-- Opening Marker --
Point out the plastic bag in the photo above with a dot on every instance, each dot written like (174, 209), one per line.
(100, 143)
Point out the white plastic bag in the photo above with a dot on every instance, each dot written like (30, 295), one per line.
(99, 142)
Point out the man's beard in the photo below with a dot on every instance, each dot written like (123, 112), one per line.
-- Closing Marker --
-- Opening Marker --
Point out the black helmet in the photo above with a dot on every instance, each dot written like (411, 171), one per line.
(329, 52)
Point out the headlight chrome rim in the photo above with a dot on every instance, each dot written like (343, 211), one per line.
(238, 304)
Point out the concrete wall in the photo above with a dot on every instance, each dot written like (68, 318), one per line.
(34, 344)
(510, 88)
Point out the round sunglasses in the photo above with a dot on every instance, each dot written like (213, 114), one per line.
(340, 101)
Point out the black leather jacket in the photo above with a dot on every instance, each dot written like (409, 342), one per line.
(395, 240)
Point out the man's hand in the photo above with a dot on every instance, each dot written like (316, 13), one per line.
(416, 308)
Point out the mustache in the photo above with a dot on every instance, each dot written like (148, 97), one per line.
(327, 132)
-- Closing Marker --
WORK ITEM: Using the entries above, give back exactly the line containing "Point out the plastic", the line containing "Point out the man's beard", and every line between them, and nothing else.

ANSWER TO THIS PROBLEM:
Point out the plastic bag in the photo above with a dot on every instance, each dot written like (174, 209), one per line.
(100, 143)
Point out the white plastic bag in the photo above with a dot on every instance, each dot written like (30, 295), one per line.
(99, 142)
Point out the man's beard in the photo below with a dot on every instance, each dot written like (123, 112), one per line.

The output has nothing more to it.